(TEXT SHOWN)
## START

Will 'free' return the memory Immediately to the OS ?

I

Ian Collins

As per subject-line, thank-you

Why couldn't you just write

Will 'free' return the memory Immediately to the OS ?

Assuming there is an OS, Yes and no. It depends on how the OS works.
Memory is typically mapped to a process in pages and the allocator
allocates memory from these. Most operating systems will leave unused
pages mapped to the process unless they are needed elsewhere.
 
J

James Kuyper

As per subject-line, thank-you

The malloc family is often implemented by allocating large blocks from
the operating system, and handing out only a small portion of each block
at a time. free() cannot possibly return a block of memory to the OS
until all allocations from that block are free()'d, so you shouldn't
expect an immediate increase in memory available to other processes.

Even when free() could return a block of memory to the OS, it might not
choose to do so; the standard doesn't require it.

On many systems, it doesn't matter much whether or not the memory is
returned; if a sufficiently large block of memory remains unused for a
sufficiently long period of time, the OS may have means of detecting
that fact and swapping it out to disk, transparently to the user. The
memory needn't even have been free()d yet.
 
K

Keith Thompson

Raj Pashwar said:
As per subject-line, thank-you

Please include the question in the body of your message:

Will 'free' return the memory Immediately to the OS ?

## END

(AVAILABLE DATA)
## START

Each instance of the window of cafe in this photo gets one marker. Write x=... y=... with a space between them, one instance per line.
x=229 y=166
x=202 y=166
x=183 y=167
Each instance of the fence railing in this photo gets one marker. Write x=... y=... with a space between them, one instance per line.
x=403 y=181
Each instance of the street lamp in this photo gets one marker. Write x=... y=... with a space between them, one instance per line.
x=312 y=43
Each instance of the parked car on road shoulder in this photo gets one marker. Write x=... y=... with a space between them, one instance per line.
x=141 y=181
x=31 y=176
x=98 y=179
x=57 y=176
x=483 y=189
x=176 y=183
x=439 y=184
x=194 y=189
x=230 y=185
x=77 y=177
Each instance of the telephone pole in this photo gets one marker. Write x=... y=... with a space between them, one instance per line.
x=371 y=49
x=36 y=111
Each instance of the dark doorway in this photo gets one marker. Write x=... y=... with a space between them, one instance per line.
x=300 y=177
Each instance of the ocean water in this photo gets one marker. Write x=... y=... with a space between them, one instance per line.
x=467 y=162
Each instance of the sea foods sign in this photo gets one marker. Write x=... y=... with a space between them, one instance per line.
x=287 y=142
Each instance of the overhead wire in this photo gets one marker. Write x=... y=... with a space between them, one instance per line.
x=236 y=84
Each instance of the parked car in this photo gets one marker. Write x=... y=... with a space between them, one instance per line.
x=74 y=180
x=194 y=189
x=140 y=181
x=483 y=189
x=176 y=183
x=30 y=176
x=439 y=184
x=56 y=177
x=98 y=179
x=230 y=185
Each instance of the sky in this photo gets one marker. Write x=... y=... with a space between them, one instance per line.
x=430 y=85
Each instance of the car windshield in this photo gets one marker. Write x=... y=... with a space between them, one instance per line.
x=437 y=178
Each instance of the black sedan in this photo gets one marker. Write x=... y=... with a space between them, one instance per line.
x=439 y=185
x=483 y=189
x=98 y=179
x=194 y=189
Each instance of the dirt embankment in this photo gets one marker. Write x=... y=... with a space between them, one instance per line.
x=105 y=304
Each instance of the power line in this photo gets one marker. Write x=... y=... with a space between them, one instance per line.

## END

(INSTRUCTIONS)
(a) Answer these about the forum thread on free():
(i) According to Ian Collins, in what units is memory typically mapped to a process?
(ii) According to James Kuyper, what does the standard not require free() to do?
(iii) What does Keith Thompson ask to be included in the body of the message?
(b) Which lines of the listing contain the word "parked"? Gather every one of them.
The forum thread on free() and the listing are unrelated material.

(FINAL RESULTS)
(a)
(i) In pages.
(ii) Return a block of memory to the OS, even when it could.
(iii) The question.

(b)
Each instance of the parked car on road shoulder in this photo gets one marker. Write x=... y=... with a space between them, one instance per line.
Each instance of the parked car in this photo gets one marker. Write x=... y=... with a space between them, one instance per line.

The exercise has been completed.